> _DIRECTIONS FOR THIS TASK_:
Reproduce word for word the part of the class action article below that starts at "But the risks" and ends after "invest and grow.".

> _SOURCE_:
--- BEGIN ---

In Australia, class actions are good for our markets – just ask the investors

Good for our markets

By Andrew Saker

No company wants to face a class action from its own shareholders. They are disruptive, time-consuming, reputation-shredding and expensive – potentially very expensive.

Fortunately, there is a proven way to avoid class actions: don’t break the law.

Unfortunately, there is another way being pursued by big business and its paid advocates: campaigning to undermine the class action system itself, specifically the litigation funding model that supports it.

The Business Council of Australia (BCA), the Australian Institute of Company Directors (AICD), the business-friendly Menzies Research Centre and the interloping Institute for Legal Reform – part of the giant US Chamber of Commerce – have all made submissions to the current parliamentary inquiry into class actions and litigation funding arguing, in one form or another, for crimps on litigation funders.

(Most simultaneously argue for a watering down of Australia’s robust continuous disclosure regime.)

Omni Bridgeway has helped more than 300,000 claimants pursue their rights under the law. We support improvements to Australia’s 30-year old class action system, including further regulation of litigation funders operating in Australia through a licensing regime. But we draw the line at proposed reforms, promoted by big business, that would have the effect of denying wronged shareholders access to justice and allowing corporate misbehaviour to go unpunished.

Critics of securities class actions – and the role of litigation funders in enabling them – claim they are doing untold damage to the economy and to listed companies, stifling innovation and discouraging our best and brightest from joining boards. However, with the exception of rising directors’ and officers’ insurance premiums – which are caused by multiple factors – they are unable to present any credible, quantifiable evidence of this damage.

Their criticism is based on emotion rather than evidence.

The AICD, for one, presents no facts for its claims that the threat of class actions action risks having a “chilling effect” on the ability of listed companies to attract investment, “may” deter merger activity from occurring and is “likely” to frustrate existing M&A activity.

If these risks were real, then all listed companies would be punished by the actions of a few law-breakers. As it is, the high compliance burdens on company boards are, in part, a response to corporate misbehaviour.

But the risks are not real. Class actions encourage good corporate behaviour and support the enforcement of our continuous disclosure regime. As such, they are a valuable contributor to market integrity and confidence, creating the kind of markets that attract international capital that companies can access to invest and grow.

--- END ---

> _SOURCE EXCERPT_:

--- BEGIN ---

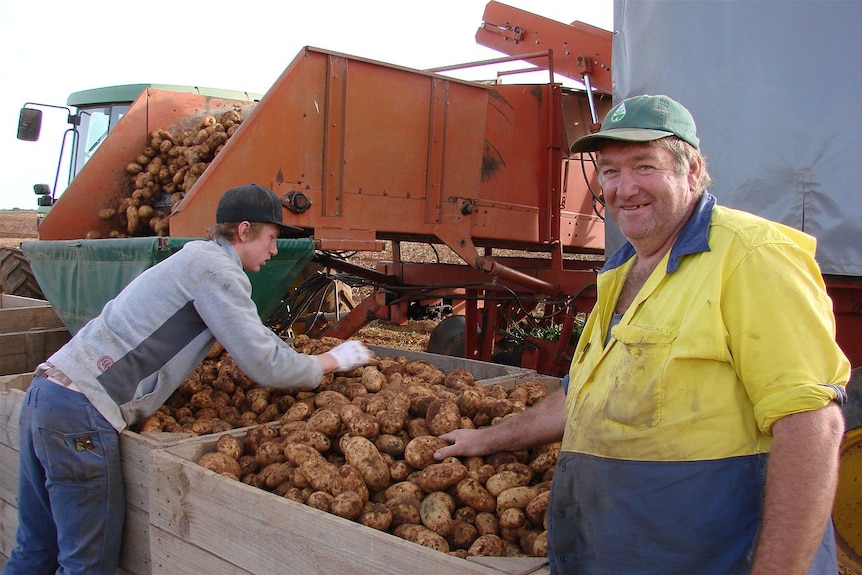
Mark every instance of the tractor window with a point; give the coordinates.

--- END ---

> _ANSWER FOR THE TASK_:
But the risks are not real. Class actions encourage good corporate behaviour and support the enforcement of our continuous disclosure regime. As such, they are a valuable contributor to market integrity and confidence, creating the kind of markets that attract international capital that companies can access to invest and grow.